PROVIDED DATA:
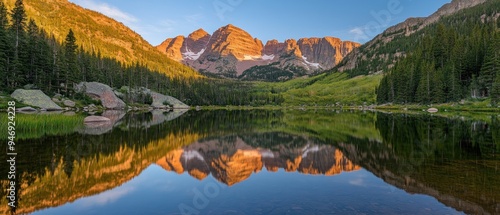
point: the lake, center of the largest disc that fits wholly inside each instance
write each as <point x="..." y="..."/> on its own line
<point x="262" y="162"/>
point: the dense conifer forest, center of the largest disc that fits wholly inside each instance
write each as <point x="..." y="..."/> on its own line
<point x="457" y="58"/>
<point x="30" y="57"/>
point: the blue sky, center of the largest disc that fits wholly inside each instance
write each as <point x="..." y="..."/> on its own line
<point x="355" y="20"/>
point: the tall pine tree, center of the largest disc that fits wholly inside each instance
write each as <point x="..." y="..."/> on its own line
<point x="70" y="51"/>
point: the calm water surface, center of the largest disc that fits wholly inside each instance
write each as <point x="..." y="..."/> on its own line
<point x="263" y="162"/>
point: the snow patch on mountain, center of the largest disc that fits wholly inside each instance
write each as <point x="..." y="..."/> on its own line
<point x="307" y="63"/>
<point x="189" y="55"/>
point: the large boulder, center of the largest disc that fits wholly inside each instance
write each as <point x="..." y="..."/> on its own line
<point x="35" y="98"/>
<point x="159" y="101"/>
<point x="102" y="92"/>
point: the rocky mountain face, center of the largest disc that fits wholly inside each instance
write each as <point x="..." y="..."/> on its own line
<point x="406" y="28"/>
<point x="231" y="51"/>
<point x="237" y="159"/>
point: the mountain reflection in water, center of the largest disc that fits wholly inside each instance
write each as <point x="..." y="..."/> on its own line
<point x="454" y="160"/>
<point x="231" y="160"/>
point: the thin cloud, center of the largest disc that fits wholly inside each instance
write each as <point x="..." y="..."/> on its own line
<point x="357" y="32"/>
<point x="193" y="18"/>
<point x="107" y="10"/>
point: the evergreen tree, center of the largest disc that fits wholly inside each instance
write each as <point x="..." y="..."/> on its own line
<point x="70" y="51"/>
<point x="18" y="28"/>
<point x="490" y="67"/>
<point x="4" y="46"/>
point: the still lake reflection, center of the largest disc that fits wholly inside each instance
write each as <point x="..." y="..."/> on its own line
<point x="263" y="162"/>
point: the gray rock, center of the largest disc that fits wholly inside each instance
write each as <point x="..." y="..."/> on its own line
<point x="26" y="109"/>
<point x="35" y="98"/>
<point x="102" y="92"/>
<point x="159" y="101"/>
<point x="69" y="103"/>
<point x="101" y="127"/>
<point x="432" y="110"/>
<point x="95" y="119"/>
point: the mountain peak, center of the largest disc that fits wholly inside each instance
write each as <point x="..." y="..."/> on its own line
<point x="230" y="51"/>
<point x="198" y="34"/>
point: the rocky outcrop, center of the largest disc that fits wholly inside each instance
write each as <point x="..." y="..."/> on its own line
<point x="102" y="92"/>
<point x="172" y="48"/>
<point x="232" y="161"/>
<point x="35" y="98"/>
<point x="231" y="51"/>
<point x="96" y="119"/>
<point x="97" y="125"/>
<point x="160" y="101"/>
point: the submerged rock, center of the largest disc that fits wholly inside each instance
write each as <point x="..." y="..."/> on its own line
<point x="432" y="110"/>
<point x="159" y="101"/>
<point x="35" y="98"/>
<point x="102" y="92"/>
<point x="96" y="119"/>
<point x="69" y="103"/>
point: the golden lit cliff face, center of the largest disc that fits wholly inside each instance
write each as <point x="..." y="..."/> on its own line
<point x="239" y="161"/>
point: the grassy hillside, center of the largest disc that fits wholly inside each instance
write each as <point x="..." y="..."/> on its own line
<point x="96" y="32"/>
<point x="327" y="89"/>
<point x="454" y="65"/>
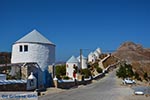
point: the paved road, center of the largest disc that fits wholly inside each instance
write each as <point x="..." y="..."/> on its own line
<point x="104" y="89"/>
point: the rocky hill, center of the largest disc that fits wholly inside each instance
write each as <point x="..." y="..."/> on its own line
<point x="136" y="55"/>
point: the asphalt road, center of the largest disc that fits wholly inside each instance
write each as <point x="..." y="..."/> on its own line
<point x="104" y="89"/>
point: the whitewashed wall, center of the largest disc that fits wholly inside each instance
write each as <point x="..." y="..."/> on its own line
<point x="84" y="62"/>
<point x="70" y="69"/>
<point x="91" y="57"/>
<point x="43" y="54"/>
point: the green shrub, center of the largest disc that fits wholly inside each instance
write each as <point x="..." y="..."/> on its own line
<point x="99" y="70"/>
<point x="66" y="77"/>
<point x="125" y="71"/>
<point x="145" y="76"/>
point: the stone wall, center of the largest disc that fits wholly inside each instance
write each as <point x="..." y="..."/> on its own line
<point x="13" y="87"/>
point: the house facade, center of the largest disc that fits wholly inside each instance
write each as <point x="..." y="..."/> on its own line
<point x="35" y="48"/>
<point x="70" y="67"/>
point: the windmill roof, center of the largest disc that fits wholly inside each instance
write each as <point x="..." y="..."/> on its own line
<point x="34" y="37"/>
<point x="72" y="60"/>
<point x="82" y="57"/>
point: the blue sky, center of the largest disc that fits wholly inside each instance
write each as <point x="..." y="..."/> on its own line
<point x="75" y="24"/>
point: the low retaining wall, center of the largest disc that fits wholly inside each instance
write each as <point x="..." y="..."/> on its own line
<point x="66" y="84"/>
<point x="72" y="83"/>
<point x="13" y="87"/>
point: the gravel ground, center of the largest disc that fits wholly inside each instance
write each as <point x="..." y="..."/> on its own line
<point x="107" y="88"/>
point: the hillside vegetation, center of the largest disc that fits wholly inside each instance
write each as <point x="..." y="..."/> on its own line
<point x="135" y="55"/>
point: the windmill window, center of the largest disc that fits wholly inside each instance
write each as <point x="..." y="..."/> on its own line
<point x="25" y="48"/>
<point x="20" y="48"/>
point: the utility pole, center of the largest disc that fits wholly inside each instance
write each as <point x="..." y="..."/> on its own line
<point x="81" y="58"/>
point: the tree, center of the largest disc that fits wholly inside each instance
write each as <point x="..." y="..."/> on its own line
<point x="145" y="76"/>
<point x="125" y="71"/>
<point x="136" y="75"/>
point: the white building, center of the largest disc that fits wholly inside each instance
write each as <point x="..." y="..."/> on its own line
<point x="84" y="62"/>
<point x="31" y="82"/>
<point x="70" y="64"/>
<point x="91" y="57"/>
<point x="99" y="51"/>
<point x="34" y="47"/>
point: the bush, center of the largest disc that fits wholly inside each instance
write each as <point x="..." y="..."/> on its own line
<point x="66" y="77"/>
<point x="136" y="75"/>
<point x="145" y="76"/>
<point x="99" y="70"/>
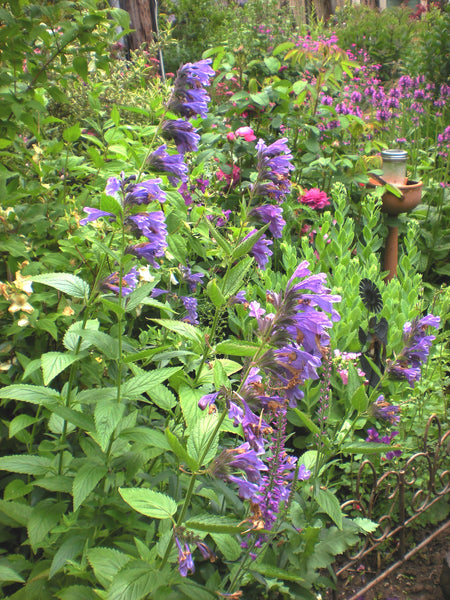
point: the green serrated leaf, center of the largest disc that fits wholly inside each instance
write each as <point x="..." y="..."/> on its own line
<point x="235" y="277"/>
<point x="22" y="463"/>
<point x="81" y="67"/>
<point x="214" y="524"/>
<point x="54" y="363"/>
<point x="85" y="481"/>
<point x="227" y="545"/>
<point x="135" y="581"/>
<point x="214" y="293"/>
<point x="143" y="383"/>
<point x="330" y="505"/>
<point x="45" y="515"/>
<point x="184" y="329"/>
<point x="18" y="511"/>
<point x="181" y="452"/>
<point x="72" y="134"/>
<point x="149" y="503"/>
<point x="306" y="421"/>
<point x="275" y="572"/>
<point x="201" y="445"/>
<point x="68" y="550"/>
<point x="107" y="416"/>
<point x="237" y="348"/>
<point x="247" y="244"/>
<point x="64" y="282"/>
<point x="34" y="394"/>
<point x="72" y="341"/>
<point x="8" y="574"/>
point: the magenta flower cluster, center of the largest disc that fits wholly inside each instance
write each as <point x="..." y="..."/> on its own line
<point x="296" y="332"/>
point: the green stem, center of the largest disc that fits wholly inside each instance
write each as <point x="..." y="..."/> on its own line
<point x="190" y="489"/>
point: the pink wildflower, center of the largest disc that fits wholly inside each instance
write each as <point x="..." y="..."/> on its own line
<point x="315" y="199"/>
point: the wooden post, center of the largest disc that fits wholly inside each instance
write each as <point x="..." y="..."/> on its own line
<point x="140" y="20"/>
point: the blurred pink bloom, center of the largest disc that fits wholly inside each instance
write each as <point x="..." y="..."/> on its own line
<point x="315" y="198"/>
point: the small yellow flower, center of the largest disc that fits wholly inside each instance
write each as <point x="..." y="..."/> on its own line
<point x="20" y="302"/>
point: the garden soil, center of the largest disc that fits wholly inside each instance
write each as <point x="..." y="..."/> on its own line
<point x="417" y="579"/>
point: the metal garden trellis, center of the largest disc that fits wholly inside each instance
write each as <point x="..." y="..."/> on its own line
<point x="424" y="479"/>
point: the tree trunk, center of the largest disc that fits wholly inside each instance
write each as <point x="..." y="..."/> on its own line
<point x="141" y="21"/>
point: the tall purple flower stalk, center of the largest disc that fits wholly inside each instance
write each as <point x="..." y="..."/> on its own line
<point x="274" y="164"/>
<point x="150" y="225"/>
<point x="408" y="365"/>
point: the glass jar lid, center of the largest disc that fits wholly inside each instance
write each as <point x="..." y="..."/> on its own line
<point x="394" y="155"/>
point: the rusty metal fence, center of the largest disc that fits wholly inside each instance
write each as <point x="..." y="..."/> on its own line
<point x="396" y="499"/>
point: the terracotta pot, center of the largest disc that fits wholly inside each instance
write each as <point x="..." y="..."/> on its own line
<point x="411" y="196"/>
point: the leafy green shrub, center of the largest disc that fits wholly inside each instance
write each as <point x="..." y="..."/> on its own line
<point x="387" y="36"/>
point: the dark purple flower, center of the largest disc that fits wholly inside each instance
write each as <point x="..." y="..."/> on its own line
<point x="408" y="364"/>
<point x="94" y="214"/>
<point x="170" y="163"/>
<point x="190" y="304"/>
<point x="273" y="215"/>
<point x="207" y="400"/>
<point x="192" y="279"/>
<point x="188" y="97"/>
<point x="315" y="199"/>
<point x="183" y="134"/>
<point x="185" y="560"/>
<point x="145" y="192"/>
<point x="149" y="251"/>
<point x="384" y="410"/>
<point x="149" y="224"/>
<point x="274" y="165"/>
<point x="129" y="282"/>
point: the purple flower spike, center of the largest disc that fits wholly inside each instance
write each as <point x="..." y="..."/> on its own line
<point x="170" y="163"/>
<point x="94" y="214"/>
<point x="183" y="134"/>
<point x="145" y="192"/>
<point x="185" y="560"/>
<point x="190" y="304"/>
<point x="273" y="215"/>
<point x="129" y="282"/>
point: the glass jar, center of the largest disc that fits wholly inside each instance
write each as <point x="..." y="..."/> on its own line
<point x="394" y="166"/>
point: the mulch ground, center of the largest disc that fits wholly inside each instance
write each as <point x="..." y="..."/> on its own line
<point x="416" y="579"/>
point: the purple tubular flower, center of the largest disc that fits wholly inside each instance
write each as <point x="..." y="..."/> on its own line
<point x="149" y="224"/>
<point x="246" y="459"/>
<point x="205" y="551"/>
<point x="94" y="214"/>
<point x="188" y="97"/>
<point x="239" y="298"/>
<point x="408" y="364"/>
<point x="274" y="164"/>
<point x="190" y="304"/>
<point x="129" y="282"/>
<point x="185" y="560"/>
<point x="273" y="215"/>
<point x="183" y="134"/>
<point x="170" y="163"/>
<point x="149" y="251"/>
<point x="260" y="250"/>
<point x="145" y="192"/>
<point x="207" y="400"/>
<point x="192" y="279"/>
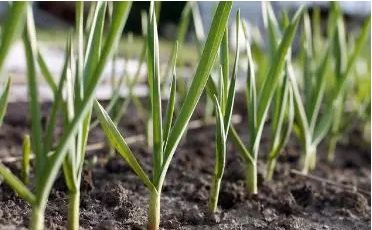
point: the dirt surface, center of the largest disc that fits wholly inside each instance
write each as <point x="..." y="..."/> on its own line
<point x="114" y="198"/>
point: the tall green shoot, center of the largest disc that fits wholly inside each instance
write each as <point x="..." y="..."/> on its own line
<point x="163" y="151"/>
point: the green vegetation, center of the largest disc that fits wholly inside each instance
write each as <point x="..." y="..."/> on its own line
<point x="313" y="93"/>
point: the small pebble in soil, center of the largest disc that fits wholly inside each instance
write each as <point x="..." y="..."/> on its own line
<point x="193" y="216"/>
<point x="303" y="195"/>
<point x="115" y="195"/>
<point x="106" y="225"/>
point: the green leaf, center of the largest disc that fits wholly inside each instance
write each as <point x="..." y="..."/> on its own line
<point x="93" y="49"/>
<point x="36" y="128"/>
<point x="26" y="152"/>
<point x="17" y="185"/>
<point x="320" y="86"/>
<point x="220" y="141"/>
<point x="225" y="63"/>
<point x="4" y="100"/>
<point x="198" y="83"/>
<point x="170" y="107"/>
<point x="117" y="141"/>
<point x="270" y="82"/>
<point x="251" y="93"/>
<point x="121" y="10"/>
<point x="154" y="84"/>
<point x="230" y="94"/>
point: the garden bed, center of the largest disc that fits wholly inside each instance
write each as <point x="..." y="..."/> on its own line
<point x="333" y="196"/>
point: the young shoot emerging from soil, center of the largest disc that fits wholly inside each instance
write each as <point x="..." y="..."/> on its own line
<point x="224" y="102"/>
<point x="165" y="138"/>
<point x="76" y="107"/>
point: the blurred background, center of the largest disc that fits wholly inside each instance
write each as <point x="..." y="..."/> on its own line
<point x="54" y="19"/>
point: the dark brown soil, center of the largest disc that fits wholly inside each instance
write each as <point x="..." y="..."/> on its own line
<point x="113" y="197"/>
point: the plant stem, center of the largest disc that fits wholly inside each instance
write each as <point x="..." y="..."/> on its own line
<point x="309" y="160"/>
<point x="73" y="210"/>
<point x="154" y="211"/>
<point x="213" y="198"/>
<point x="332" y="149"/>
<point x="251" y="177"/>
<point x="37" y="218"/>
<point x="270" y="169"/>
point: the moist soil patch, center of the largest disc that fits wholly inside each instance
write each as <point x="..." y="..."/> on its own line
<point x="112" y="196"/>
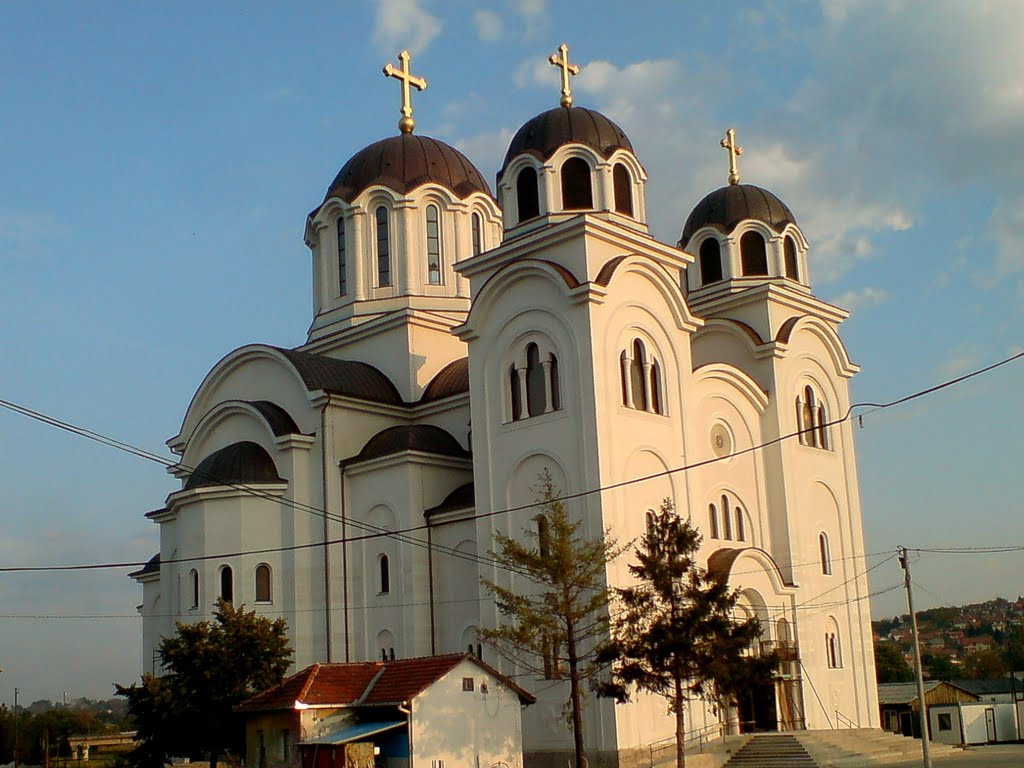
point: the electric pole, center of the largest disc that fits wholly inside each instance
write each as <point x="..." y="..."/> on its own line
<point x="922" y="706"/>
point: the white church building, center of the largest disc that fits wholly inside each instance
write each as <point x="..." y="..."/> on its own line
<point x="461" y="344"/>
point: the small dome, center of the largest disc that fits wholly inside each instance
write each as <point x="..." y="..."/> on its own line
<point x="543" y="135"/>
<point x="404" y="162"/>
<point x="726" y="207"/>
<point x="237" y="464"/>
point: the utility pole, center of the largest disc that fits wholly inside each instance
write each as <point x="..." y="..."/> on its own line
<point x="922" y="706"/>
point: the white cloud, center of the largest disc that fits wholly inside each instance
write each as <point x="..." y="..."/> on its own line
<point x="488" y="26"/>
<point x="404" y="25"/>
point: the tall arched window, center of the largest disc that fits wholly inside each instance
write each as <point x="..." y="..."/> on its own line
<point x="623" y="183"/>
<point x="792" y="267"/>
<point x="753" y="256"/>
<point x="527" y="195"/>
<point x="577" y="193"/>
<point x="385" y="583"/>
<point x="477" y="235"/>
<point x="536" y="395"/>
<point x="711" y="261"/>
<point x="825" y="553"/>
<point x="263" y="593"/>
<point x="226" y="584"/>
<point x="433" y="246"/>
<point x="383" y="249"/>
<point x="342" y="265"/>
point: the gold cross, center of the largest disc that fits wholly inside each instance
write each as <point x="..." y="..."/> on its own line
<point x="562" y="62"/>
<point x="407" y="123"/>
<point x="729" y="142"/>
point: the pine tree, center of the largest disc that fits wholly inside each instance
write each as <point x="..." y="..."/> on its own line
<point x="565" y="608"/>
<point x="675" y="635"/>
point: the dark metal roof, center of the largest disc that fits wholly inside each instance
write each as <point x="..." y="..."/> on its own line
<point x="726" y="207"/>
<point x="541" y="136"/>
<point x="462" y="498"/>
<point x="239" y="463"/>
<point x="451" y="380"/>
<point x="343" y="377"/>
<point x="404" y="162"/>
<point x="425" y="438"/>
<point x="280" y="420"/>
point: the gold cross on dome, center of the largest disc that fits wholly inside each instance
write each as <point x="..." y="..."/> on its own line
<point x="407" y="123"/>
<point x="562" y="62"/>
<point x="729" y="142"/>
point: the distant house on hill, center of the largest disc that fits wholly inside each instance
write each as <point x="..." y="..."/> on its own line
<point x="432" y="711"/>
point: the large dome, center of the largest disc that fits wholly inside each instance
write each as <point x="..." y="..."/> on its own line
<point x="543" y="135"/>
<point x="404" y="162"/>
<point x="726" y="207"/>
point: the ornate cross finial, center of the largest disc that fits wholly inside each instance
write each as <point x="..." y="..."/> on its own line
<point x="729" y="142"/>
<point x="407" y="123"/>
<point x="562" y="62"/>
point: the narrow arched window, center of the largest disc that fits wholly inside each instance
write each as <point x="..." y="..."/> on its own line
<point x="711" y="261"/>
<point x="226" y="584"/>
<point x="536" y="395"/>
<point x="792" y="268"/>
<point x="515" y="389"/>
<point x="556" y="387"/>
<point x="637" y="376"/>
<point x="753" y="256"/>
<point x="383" y="249"/>
<point x="385" y="582"/>
<point x="527" y="196"/>
<point x="263" y="593"/>
<point x="624" y="189"/>
<point x="477" y="235"/>
<point x="577" y="193"/>
<point x="433" y="246"/>
<point x="342" y="261"/>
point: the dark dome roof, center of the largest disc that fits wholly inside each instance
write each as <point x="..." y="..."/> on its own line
<point x="404" y="162"/>
<point x="543" y="135"/>
<point x="725" y="208"/>
<point x="239" y="463"/>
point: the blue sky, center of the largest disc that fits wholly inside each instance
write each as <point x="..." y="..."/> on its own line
<point x="158" y="162"/>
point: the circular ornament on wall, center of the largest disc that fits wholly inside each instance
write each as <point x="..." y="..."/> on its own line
<point x="721" y="439"/>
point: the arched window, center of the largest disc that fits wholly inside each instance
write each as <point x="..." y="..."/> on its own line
<point x="536" y="395"/>
<point x="577" y="194"/>
<point x="226" y="584"/>
<point x="385" y="583"/>
<point x="711" y="261"/>
<point x="477" y="235"/>
<point x="383" y="249"/>
<point x="623" y="184"/>
<point x="263" y="593"/>
<point x="825" y="553"/>
<point x="515" y="388"/>
<point x="792" y="268"/>
<point x="637" y="376"/>
<point x="433" y="246"/>
<point x="342" y="265"/>
<point x="527" y="196"/>
<point x="753" y="256"/>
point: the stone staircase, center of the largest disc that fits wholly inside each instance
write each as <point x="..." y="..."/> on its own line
<point x="772" y="751"/>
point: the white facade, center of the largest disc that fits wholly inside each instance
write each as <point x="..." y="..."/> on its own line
<point x="571" y="342"/>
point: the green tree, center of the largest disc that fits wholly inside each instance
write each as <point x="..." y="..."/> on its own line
<point x="566" y="607"/>
<point x="676" y="635"/>
<point x="890" y="667"/>
<point x="210" y="668"/>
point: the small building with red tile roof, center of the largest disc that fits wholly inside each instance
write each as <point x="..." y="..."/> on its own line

TASK DIRECTIONS: Repeat the line that contains "point: the stone staircase, center", then every line after it until the records end, with nothing added.

REPLY TO THE TASK:
point: the stone staircase, center of the largest disc that fits wholly inside each instance
write each as <point x="..." y="..."/> on its own line
<point x="772" y="751"/>
point: the white facade, center of the largest disc that fits wholly inside each instance
write each as <point x="..." y="..."/> on its own line
<point x="571" y="342"/>
point: the green tree, center of the largest disc that fits wholly inside each instance
write each as <point x="..." y="..."/> on its own line
<point x="566" y="607"/>
<point x="676" y="635"/>
<point x="890" y="667"/>
<point x="210" y="668"/>
point: the small building with red tile roof, center of the largest disc that fits wholly inside each instance
write each as <point x="..." y="..."/> on its own line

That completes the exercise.